Bagi Marx selama ada masyarakat berkelas, tentu ada kelas yang berkuasa dan kelas yang tertindas. Kelas yang berkuasa akan melakukan usaha apa saja yang dianggapnya perlu untuk melestarikan kekuasaannya. Hal itulah yang disebut ‘diktatur kelas’. Bentuk diktatur itu sangat beragam, menurut imbangan kekuatan antara kelas berkuasa dan kelas tertindas. Diktatur kelas burjuis misalnya dapat mengambil bentuk demokrasi burjuis yang memberi kebebasan yang relatif besar seperti dalam sejumlah negeri Eropah Barat dewasa ini, tetapi juga dapat mengambil bentuk diktatur fasis seperti di Indonesia sekarang atau misalnya di Jerman Hitler zaman dulu. Adapun diktatur kelas proletar harus berbentuk demokrasi yang seluas-luasnya, jauh lebih luas dari pada demokrasi burjuis yang paling sempurna sekalipun, karena sebab yang sederhana sekali: dengan ditegakkannya diktatur kelas proletar untuk pertama kali dalam sejarah umat manusia kelas yang berkuasa adalah kelas yang mencakup sebagian terbesar dari masyarakat. Demokrasi proletar itu yang dapat diselenggarakan misalnya melalui dewan buruh (sovyet dalam bahasa Rusia, hanya sayangnya di Uni Sovyet sudah berpuluh-puluh tahun tidak ada sovyet lagi…) tentu akan menjamin hak azasi dan hak politik yang seluas-luasnya, termasuk hak berorganisasi untuk semua kelompok kecuali yang mencoba dengan kekerasan untuk menghancurkan demokrasi proletar itu (seperti golongan ‘Contra’ di Nikaragua). ‘Azas partai tunggal’ yang sekian lama menjadi ciri khas dari tata negara Uni Sovyet serta negara-negara Eropah Timur dan masih dipegang di RRT merupakan penyelewengan yang sangat mendasar dari marxisme. Dalam hal itu (seperti dalam banyak hal lain) terdapat persekutuan diam-diam antara tukang canang imperialisme dunia dan penganut stalinisme: oleh yang pertama penyamarataan “diktatur kelas proletar = diktatur partai komunis” telah digunakan untuk menjadikan sosialisme itu suatu momok, juga di mata kebanyakan kaum buruh. Bagi diktator sebagai Deng, Ceasescu dan Jaruzelski rumusan itu sangat berguna untuk mendiskreditkan segala tindakan perlawanan terhadap rezimnya, bahkan segala bentuk kritik dicap sebagai bersifat kontrarevolusioner dan didalangi oleh CIA.

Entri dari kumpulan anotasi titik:
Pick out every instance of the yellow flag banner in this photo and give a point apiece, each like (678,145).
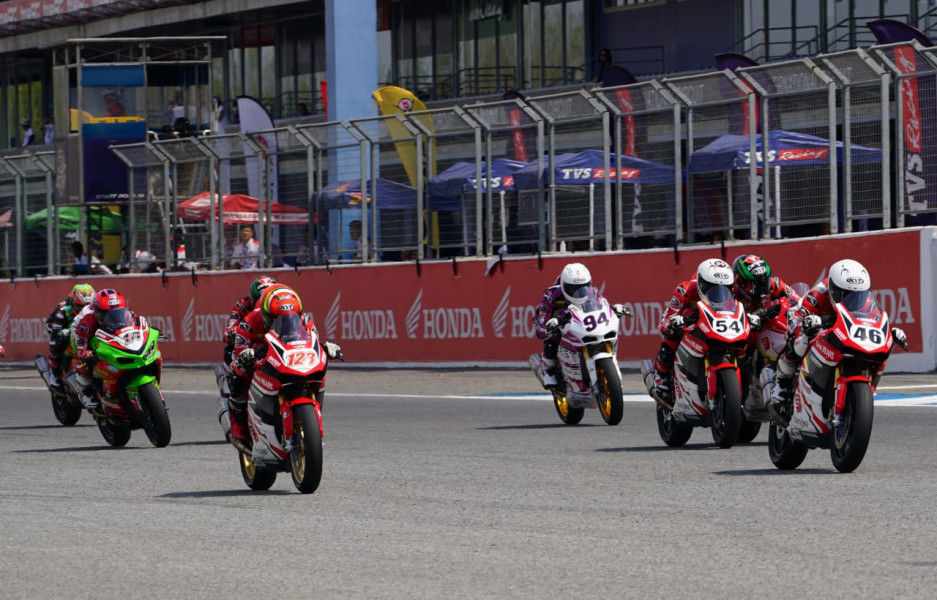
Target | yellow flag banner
(395,100)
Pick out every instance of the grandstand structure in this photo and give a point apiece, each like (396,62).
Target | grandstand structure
(820,129)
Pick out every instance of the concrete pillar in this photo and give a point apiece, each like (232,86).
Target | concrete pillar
(351,63)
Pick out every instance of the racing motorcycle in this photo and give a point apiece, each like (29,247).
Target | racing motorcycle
(126,372)
(587,368)
(707,389)
(284,408)
(833,388)
(66,406)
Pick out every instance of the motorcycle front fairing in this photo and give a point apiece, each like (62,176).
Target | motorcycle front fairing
(590,335)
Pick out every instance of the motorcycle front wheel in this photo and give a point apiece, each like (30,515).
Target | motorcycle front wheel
(612,406)
(673,432)
(116,435)
(155,420)
(726,416)
(66,412)
(569,415)
(256,478)
(306,456)
(785,453)
(851,437)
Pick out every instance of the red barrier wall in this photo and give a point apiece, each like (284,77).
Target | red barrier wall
(467,313)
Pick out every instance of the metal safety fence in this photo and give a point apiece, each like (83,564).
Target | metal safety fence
(835,143)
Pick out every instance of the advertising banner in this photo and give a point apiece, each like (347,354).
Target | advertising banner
(472,312)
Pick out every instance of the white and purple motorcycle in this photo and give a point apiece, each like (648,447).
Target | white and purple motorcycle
(588,375)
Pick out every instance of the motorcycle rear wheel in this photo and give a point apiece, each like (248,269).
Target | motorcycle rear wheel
(155,420)
(673,432)
(65,411)
(306,456)
(851,438)
(613,406)
(114,434)
(785,453)
(570,416)
(727,414)
(748,431)
(256,478)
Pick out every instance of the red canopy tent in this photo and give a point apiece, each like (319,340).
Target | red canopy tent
(239,208)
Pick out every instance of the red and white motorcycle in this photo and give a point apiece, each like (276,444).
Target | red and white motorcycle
(707,390)
(588,375)
(833,389)
(284,409)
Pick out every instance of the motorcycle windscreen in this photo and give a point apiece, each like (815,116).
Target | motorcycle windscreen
(719,297)
(861,304)
(290,329)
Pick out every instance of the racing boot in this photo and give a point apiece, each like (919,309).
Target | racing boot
(548,371)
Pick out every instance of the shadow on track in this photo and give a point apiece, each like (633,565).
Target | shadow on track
(81,449)
(538,426)
(788,472)
(225,493)
(50,426)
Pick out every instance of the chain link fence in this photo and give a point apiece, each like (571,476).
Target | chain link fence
(841,142)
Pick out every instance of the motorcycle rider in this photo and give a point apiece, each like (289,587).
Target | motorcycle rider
(756,289)
(711,272)
(240,310)
(573,286)
(847,278)
(249,348)
(59,322)
(108,311)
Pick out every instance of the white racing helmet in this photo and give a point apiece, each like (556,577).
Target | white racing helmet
(713,272)
(575,281)
(848,276)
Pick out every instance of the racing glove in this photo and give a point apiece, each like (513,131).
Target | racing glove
(552,325)
(811,325)
(754,320)
(334,351)
(244,361)
(896,332)
(675,323)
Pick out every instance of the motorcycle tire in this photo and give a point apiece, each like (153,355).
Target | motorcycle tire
(569,416)
(672,432)
(851,437)
(66,412)
(114,434)
(306,456)
(613,407)
(154,420)
(726,417)
(256,478)
(785,453)
(748,431)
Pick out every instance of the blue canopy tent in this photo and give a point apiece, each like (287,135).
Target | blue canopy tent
(394,210)
(578,176)
(458,184)
(792,152)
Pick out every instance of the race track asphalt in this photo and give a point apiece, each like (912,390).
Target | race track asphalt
(459,484)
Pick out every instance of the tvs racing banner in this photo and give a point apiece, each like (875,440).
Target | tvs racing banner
(476,311)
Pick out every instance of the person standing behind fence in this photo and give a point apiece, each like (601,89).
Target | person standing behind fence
(247,250)
(29,136)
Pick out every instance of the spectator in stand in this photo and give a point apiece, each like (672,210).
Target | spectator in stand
(29,136)
(48,131)
(247,251)
(605,61)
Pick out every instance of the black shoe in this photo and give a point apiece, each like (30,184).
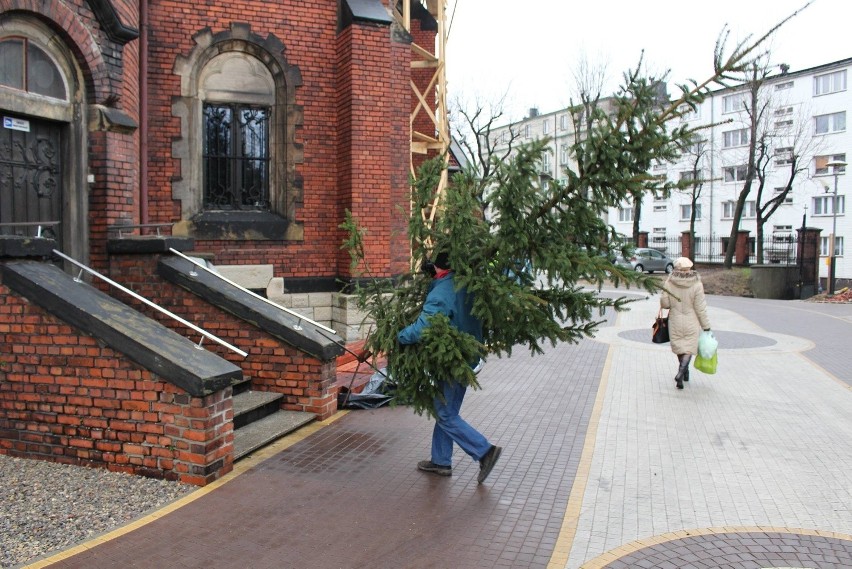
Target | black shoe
(487,463)
(439,469)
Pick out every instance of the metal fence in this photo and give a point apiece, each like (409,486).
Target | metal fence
(777,248)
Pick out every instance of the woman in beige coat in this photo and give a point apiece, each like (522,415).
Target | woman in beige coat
(683,295)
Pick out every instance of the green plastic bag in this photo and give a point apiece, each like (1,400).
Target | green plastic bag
(707,365)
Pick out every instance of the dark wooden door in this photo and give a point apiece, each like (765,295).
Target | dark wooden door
(30,176)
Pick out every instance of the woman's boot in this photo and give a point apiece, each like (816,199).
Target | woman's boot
(683,370)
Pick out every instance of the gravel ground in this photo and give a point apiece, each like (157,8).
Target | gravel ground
(47,507)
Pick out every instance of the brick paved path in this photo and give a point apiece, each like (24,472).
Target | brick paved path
(605,464)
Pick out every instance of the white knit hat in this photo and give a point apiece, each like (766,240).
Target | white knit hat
(682,263)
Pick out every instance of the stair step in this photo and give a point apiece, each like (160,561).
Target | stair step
(251,406)
(241,385)
(264,431)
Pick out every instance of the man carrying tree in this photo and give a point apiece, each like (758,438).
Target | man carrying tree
(444,298)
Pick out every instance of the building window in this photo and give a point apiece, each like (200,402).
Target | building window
(730,207)
(821,167)
(686,212)
(26,67)
(735,173)
(236,157)
(788,199)
(830,83)
(824,205)
(783,155)
(825,246)
(834,122)
(687,112)
(690,176)
(734,138)
(237,148)
(734,103)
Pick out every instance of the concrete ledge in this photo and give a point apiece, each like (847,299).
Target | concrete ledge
(252,277)
(145,341)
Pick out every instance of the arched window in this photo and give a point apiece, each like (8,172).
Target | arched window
(238,149)
(26,67)
(238,94)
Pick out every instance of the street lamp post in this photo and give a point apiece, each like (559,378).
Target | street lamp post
(835,165)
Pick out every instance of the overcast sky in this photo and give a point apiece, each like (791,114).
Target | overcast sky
(526,49)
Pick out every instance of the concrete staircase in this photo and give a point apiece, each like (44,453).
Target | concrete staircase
(259,420)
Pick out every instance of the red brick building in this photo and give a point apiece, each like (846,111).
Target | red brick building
(244,128)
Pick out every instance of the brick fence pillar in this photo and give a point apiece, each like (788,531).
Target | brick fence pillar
(741,254)
(807,252)
(686,245)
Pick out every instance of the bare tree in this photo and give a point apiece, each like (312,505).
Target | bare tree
(756,109)
(788,145)
(692,181)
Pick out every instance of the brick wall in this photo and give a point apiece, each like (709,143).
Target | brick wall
(66,398)
(305,381)
(373,174)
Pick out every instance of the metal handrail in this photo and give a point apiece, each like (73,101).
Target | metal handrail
(38,224)
(120,227)
(266,300)
(109,281)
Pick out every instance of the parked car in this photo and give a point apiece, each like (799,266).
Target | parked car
(647,260)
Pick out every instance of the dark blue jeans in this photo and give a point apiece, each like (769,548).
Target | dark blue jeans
(451,428)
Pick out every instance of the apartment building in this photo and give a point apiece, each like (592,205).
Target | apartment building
(805,118)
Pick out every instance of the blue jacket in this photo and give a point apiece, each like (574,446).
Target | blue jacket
(445,299)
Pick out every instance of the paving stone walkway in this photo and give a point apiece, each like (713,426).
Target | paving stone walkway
(605,464)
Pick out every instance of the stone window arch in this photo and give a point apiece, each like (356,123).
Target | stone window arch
(231,77)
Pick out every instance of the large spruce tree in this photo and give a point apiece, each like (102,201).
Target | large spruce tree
(535,253)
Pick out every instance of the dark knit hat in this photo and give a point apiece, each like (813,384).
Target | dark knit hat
(442,261)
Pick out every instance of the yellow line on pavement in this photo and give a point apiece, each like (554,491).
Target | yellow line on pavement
(241,467)
(565,541)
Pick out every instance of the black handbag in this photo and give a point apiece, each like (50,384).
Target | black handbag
(660,329)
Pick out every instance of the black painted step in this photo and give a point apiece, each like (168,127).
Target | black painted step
(260,433)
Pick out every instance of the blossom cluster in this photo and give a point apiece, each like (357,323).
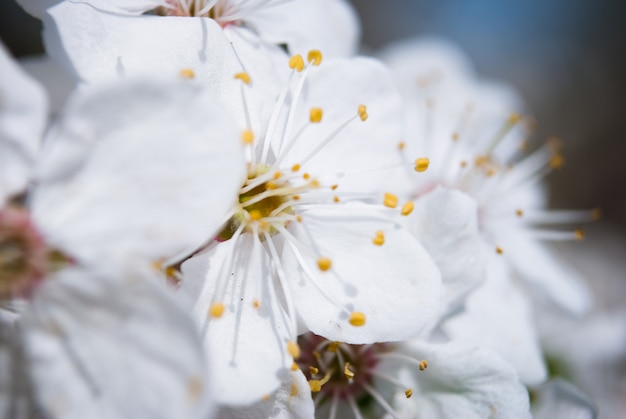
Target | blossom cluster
(235,215)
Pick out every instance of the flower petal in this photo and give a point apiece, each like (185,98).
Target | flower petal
(247,345)
(396,286)
(460,381)
(121,346)
(147,179)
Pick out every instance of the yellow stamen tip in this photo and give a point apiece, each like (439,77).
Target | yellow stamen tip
(324,264)
(357,319)
(244,77)
(187,73)
(422,164)
(296,62)
(390,200)
(293,349)
(247,137)
(216,310)
(314,57)
(315,115)
(407,208)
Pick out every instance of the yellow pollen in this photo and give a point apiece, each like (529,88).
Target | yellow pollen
(315,115)
(244,77)
(247,137)
(296,63)
(580,234)
(293,349)
(324,264)
(390,200)
(421,164)
(348,372)
(362,111)
(216,310)
(187,73)
(357,319)
(379,239)
(314,57)
(407,208)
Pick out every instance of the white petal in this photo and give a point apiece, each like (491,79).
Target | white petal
(460,382)
(498,317)
(137,169)
(291,400)
(445,221)
(397,286)
(120,346)
(331,26)
(23,113)
(247,345)
(338,87)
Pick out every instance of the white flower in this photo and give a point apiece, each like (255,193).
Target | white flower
(299,252)
(409,380)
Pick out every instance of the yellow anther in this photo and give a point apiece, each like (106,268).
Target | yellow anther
(187,73)
(293,349)
(557,161)
(379,238)
(390,200)
(314,57)
(296,63)
(407,208)
(347,371)
(357,319)
(324,264)
(244,77)
(421,164)
(315,115)
(580,234)
(362,111)
(247,137)
(216,310)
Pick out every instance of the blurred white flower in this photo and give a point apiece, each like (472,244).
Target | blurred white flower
(299,252)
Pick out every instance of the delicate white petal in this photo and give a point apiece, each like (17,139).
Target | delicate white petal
(23,112)
(120,346)
(545,273)
(445,221)
(460,382)
(338,87)
(331,26)
(558,399)
(291,400)
(397,286)
(137,169)
(498,317)
(247,346)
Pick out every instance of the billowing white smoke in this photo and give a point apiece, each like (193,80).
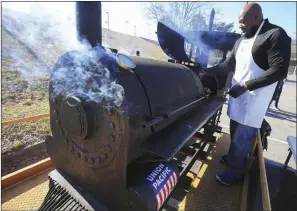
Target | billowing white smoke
(82,75)
(46,33)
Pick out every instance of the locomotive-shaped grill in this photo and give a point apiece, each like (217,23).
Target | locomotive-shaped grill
(119,152)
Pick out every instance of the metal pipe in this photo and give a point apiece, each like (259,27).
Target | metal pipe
(263,178)
(88,22)
(211,19)
(169,114)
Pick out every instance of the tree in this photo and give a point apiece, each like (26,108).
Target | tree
(176,15)
(185,16)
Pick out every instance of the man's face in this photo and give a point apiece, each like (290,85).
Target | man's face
(247,22)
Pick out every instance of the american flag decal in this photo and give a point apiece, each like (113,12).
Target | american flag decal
(162,180)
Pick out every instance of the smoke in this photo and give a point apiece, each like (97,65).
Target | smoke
(81,74)
(39,35)
(46,32)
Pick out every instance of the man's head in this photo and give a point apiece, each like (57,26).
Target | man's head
(250,18)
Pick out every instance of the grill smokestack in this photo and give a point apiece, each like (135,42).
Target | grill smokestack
(211,19)
(88,20)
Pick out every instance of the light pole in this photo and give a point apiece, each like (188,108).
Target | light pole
(107,13)
(149,28)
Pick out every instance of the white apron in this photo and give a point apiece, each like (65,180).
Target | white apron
(249,108)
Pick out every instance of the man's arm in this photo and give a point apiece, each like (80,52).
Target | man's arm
(279,53)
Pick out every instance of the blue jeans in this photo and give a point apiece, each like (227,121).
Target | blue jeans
(242,139)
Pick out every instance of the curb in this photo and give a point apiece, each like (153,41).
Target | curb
(25,173)
(28,151)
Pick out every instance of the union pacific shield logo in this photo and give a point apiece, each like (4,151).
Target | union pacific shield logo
(162,180)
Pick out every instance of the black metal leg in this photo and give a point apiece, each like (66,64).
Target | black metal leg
(288,158)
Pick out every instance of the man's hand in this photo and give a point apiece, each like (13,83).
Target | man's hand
(237,90)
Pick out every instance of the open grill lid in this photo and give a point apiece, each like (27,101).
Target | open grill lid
(173,43)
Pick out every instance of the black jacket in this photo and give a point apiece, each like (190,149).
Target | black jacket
(271,52)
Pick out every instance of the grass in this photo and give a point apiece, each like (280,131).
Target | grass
(18,136)
(24,109)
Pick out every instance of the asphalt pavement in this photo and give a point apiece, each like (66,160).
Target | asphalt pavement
(282,122)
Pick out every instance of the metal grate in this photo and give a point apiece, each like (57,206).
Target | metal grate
(58,198)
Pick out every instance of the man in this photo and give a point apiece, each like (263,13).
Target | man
(277,93)
(260,58)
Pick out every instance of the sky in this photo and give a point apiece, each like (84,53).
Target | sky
(129,17)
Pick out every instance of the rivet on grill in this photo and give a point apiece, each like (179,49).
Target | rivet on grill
(92,160)
(112,125)
(102,157)
(111,138)
(107,148)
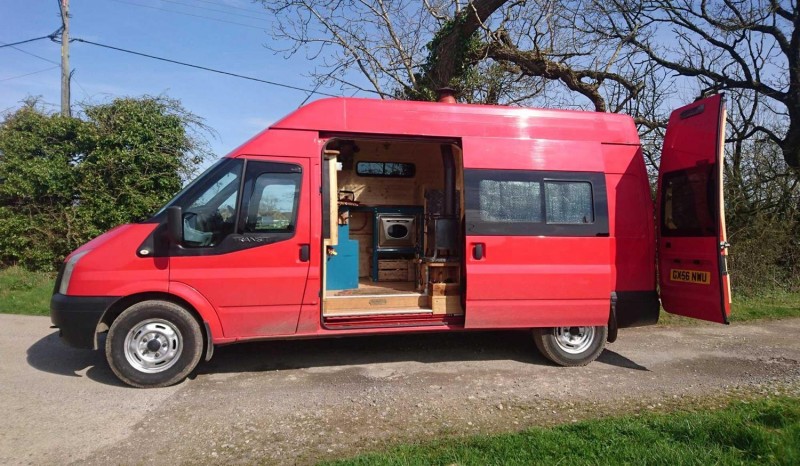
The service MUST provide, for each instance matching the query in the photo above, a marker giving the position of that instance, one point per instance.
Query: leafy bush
(65, 180)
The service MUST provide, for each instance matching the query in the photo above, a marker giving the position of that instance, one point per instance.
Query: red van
(357, 216)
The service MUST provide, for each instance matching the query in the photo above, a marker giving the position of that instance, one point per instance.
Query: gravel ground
(288, 402)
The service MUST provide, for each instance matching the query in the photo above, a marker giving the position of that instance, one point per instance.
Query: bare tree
(747, 45)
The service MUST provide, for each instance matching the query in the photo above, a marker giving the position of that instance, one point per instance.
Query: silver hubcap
(153, 346)
(574, 340)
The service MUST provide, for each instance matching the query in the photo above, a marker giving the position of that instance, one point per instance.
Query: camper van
(362, 217)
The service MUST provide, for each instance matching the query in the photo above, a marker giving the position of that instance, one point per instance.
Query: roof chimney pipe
(446, 95)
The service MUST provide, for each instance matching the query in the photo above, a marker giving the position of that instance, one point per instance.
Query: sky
(229, 35)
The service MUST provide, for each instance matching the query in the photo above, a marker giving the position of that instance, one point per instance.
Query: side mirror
(175, 224)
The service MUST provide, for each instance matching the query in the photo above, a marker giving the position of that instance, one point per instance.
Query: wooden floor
(368, 287)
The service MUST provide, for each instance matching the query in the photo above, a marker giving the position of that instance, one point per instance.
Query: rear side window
(569, 202)
(688, 203)
(510, 201)
(534, 203)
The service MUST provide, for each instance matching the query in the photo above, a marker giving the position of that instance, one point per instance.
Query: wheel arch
(209, 327)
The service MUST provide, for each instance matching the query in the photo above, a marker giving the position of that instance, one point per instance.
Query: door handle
(477, 251)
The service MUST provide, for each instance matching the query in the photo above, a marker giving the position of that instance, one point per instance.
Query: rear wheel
(154, 344)
(571, 346)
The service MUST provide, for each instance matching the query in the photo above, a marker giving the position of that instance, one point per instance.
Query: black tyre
(571, 346)
(154, 344)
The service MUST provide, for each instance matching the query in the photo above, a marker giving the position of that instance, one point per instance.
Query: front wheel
(571, 346)
(154, 344)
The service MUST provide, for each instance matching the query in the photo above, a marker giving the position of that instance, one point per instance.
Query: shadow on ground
(51, 355)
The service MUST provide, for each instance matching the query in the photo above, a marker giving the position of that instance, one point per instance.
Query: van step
(376, 312)
(377, 302)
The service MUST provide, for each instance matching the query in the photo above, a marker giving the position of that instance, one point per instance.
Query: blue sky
(236, 109)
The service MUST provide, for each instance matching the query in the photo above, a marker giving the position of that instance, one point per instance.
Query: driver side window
(212, 215)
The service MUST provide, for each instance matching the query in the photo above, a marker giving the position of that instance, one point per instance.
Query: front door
(692, 245)
(246, 244)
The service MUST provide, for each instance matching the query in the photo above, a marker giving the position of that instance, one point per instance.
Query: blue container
(342, 271)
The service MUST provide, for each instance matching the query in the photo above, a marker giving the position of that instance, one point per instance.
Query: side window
(209, 212)
(271, 199)
(569, 202)
(687, 203)
(510, 201)
(535, 203)
(273, 205)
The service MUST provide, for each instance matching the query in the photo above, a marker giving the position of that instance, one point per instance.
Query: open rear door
(692, 245)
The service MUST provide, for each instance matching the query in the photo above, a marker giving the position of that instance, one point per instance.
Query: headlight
(62, 287)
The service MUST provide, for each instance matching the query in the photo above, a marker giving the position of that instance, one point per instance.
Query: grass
(764, 431)
(25, 292)
(770, 305)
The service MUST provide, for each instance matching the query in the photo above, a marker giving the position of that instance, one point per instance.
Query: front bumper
(77, 317)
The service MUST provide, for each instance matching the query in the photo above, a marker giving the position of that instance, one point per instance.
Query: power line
(29, 40)
(272, 83)
(191, 14)
(31, 54)
(28, 74)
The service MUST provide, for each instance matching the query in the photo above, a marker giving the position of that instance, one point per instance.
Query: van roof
(434, 119)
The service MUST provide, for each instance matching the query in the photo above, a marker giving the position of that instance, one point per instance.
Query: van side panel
(528, 278)
(631, 224)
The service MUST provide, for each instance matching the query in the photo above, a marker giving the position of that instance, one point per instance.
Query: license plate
(690, 276)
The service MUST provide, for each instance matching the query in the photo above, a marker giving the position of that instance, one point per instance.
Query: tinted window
(687, 203)
(535, 203)
(510, 201)
(273, 205)
(569, 202)
(391, 169)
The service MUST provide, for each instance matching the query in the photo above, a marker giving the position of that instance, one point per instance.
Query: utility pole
(65, 74)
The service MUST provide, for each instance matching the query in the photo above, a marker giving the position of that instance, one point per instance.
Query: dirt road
(299, 401)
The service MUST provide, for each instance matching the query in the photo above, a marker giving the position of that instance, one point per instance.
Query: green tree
(65, 180)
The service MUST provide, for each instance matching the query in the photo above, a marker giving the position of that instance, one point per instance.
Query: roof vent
(446, 95)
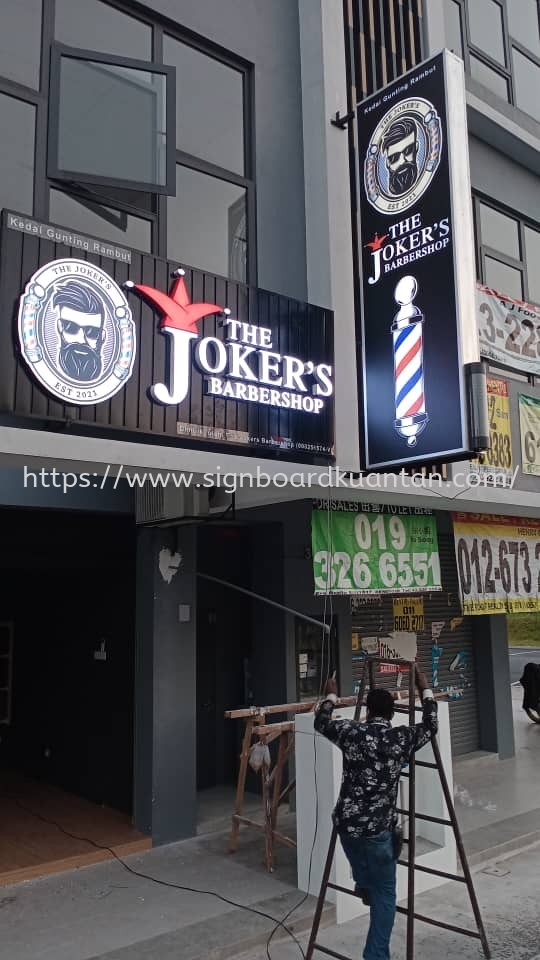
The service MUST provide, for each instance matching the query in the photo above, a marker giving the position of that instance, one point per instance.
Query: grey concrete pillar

### Soal Latihan
a) Ringkas paragraf dalam bacaan yang diawali "Bagi Marx selama ada masyarakat berkelas" menjadi daftar butir. Fakta-fakta pokoknya tetap harus ada.
b) Saring data di atas dan salin setiap baris yang memuat kata "building". Huruf besar dan huruf kecil dibedakan.

### Kumpulan Jawaban
a)
- Menurut Marx, dalam masyarakat berkelas selalu ada kelas yang berkuasa dan kelas yang tertindas. Kelas yang berkuasa akan melakukan apa saja untuk melestarikan kekuasaannya, dan inilah yang disebut "diktatur kelas".
- Bentuk diktatur itu beragam, tergantung imbangan kekuatan antara kedua kelas. Diktatur kelas burjuis bisa berupa demokrasi burjuis yang cukup bebas, seperti di sejumlah negeri Eropah Barat. Bisa juga berupa diktatur fasis, seperti di Indonesia sekarang atau di Jerman Hitler dulu.
- Diktatur kelas proletar harus berupa demokrasi seluas-luasnya, lebih luas daripada demokrasi burjuis yang paling sempurna. Alasannya, untuk pertama kali dalam sejarah, kelas yang berkuasa mencakup sebagian terbesar masyarakat.
- Demokrasi proletar dapat dijalankan, misalnya, lewat dewan buruh (sovyet). Demokrasi ini akan menjamin hak azasi dan hak politik seluas-luasnya, termasuk hak berorganisasi bagi semua kelompok. Pengecualiannya adalah kelompok yang memakai kekerasan untuk menghancurkannya, seperti golongan 'Contra' di Nikaragua.
- 'Azas partai tunggal' di Uni Sovyet dan negara-negara Eropah Timur, yang masih dipegang di RRT, adalah penyelewengan yang sangat mendasar dari marxisme.
- Dalam hal ini ada persekutuan diam-diam antara tukang canang imperialisme dunia dan penganut stalinisme. Pihak pertama memakai rumusan "diktatur kelas proletar = diktatur partai komunis" untuk menjadikan sosialisme momok. Diktator seperti Deng, Ceasescu, dan Jaruzelski memakai rumusan itu untuk mendiskreditkan perlawanan terhadap rezimnya dan mencap segala kritik sebagai kontrarevolusioner yang didalangi CIA.

b)
Pick out every instance of the building window in this photo and give a point apiece, each like (200,402).
Target | building window
Pick out every instance of the red brick building in this photo and give a point apiece, each like (846,111).
Target | red brick building
Pick out every instance of the apartment building in this photo and give a point apiece, each like (592,205).
Target | apartment building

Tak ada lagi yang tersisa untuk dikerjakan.